* Documento fuente *
┄┄┄┄┄┄
« Mi hermano, mi hermana y mi madre »



La vida cristiana es vigilancia, tensión, espera, valentía para ir contra corriente, que siempre exige mayor esfuerzo, y amor a Jesús hasta --si fuere preciso-- el sacrificio en la cruz. Parafraseando al de Hipona, pudiera decirse que «por medio de las riquezas terrenas debemos conseguir las verdaderas y eternas». Así que entre riquezas va la cosa, pero teniendo siempre en cuenta la distancia sideral que separa a las eternas de las terrenas. En efecto, si existen personas prontas a todo tipo de injusticias con tal de obtener un bienestar material siempre pasajero, ¡cuánto más deberían preocuparse los cristianos de asegurar nuestra felicidad eterna con los bienes de esta tierra! O sea, que las riquezas materiales no serán las verdaderas, pero ayudar, lo que se dice ayudar, para conseguir las eternas, ayudan un montón.
┄┄┄┄┄┄
* Registros proporcionados *
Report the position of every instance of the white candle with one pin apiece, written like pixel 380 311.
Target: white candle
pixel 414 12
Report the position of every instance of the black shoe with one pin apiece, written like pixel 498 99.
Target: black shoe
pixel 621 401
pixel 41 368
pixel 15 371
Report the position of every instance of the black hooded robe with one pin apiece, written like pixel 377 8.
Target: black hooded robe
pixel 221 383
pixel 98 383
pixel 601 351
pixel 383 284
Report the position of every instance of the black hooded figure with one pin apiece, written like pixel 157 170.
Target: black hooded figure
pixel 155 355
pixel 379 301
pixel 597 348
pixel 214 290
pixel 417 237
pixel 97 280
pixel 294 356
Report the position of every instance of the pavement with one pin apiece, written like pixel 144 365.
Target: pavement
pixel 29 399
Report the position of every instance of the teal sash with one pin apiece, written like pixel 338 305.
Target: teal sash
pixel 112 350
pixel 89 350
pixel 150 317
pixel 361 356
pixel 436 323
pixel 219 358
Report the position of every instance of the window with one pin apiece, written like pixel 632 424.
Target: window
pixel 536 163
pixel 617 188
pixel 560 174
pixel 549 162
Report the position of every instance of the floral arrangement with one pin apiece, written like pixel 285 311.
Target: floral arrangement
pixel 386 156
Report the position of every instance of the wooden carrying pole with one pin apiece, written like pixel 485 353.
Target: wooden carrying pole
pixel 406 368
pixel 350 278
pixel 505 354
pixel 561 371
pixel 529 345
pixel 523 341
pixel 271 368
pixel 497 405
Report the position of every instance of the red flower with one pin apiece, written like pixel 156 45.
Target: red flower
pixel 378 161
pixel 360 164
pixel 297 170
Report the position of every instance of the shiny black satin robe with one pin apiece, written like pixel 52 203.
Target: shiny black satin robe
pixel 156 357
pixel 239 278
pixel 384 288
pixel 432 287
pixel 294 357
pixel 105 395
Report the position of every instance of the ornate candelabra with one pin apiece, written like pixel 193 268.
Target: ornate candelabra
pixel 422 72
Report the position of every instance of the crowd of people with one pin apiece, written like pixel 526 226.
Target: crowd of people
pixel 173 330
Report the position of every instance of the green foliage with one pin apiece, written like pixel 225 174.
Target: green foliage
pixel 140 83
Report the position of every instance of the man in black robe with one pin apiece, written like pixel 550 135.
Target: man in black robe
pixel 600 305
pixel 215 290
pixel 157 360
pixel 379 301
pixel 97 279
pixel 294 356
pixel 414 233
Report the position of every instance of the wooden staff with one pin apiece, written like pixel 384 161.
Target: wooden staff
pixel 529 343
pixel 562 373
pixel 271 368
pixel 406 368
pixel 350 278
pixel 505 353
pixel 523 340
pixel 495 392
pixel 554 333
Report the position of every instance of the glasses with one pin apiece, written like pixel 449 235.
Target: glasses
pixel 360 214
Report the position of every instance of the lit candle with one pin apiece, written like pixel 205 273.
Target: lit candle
┄┄┄┄┄┄
* Enunciado *
Copia de nuevo el fragmento de la reflexión sobre la vida cristiana que empieza en "La vida cristiana" y acaba en "ayudan un montón.", sustituyendo "terrenas" por "mundanas".

* Solución desarrollada *
La vida cristiana es vigilancia, tensión, espera, valentía para ir contra corriente, que siempre exige mayor esfuerzo, y amor a Jesús hasta --si fuere preciso-- el sacrificio en la cruz. Parafraseando al de Hipona, pudiera decirse que «por medio de las riquezas mundanas debemos conseguir las verdaderas y eternas». Así que entre riquezas va la cosa, pero teniendo siempre en cuenta la distancia sideral que separa a las eternas de las mundanas. En efecto, si existen personas prontas a todo tipo de injusticias con tal de obtener un bienestar material siempre pasajero, ¡cuánto más deberían preocuparse los cristianos de asegurar nuestra felicidad eterna con los bienes de esta tierra! O sea, que las riquezas materiales no serán las verdaderas, pero ayudar, lo que se dice ayudar, para conseguir las eternas, ayudan un montón.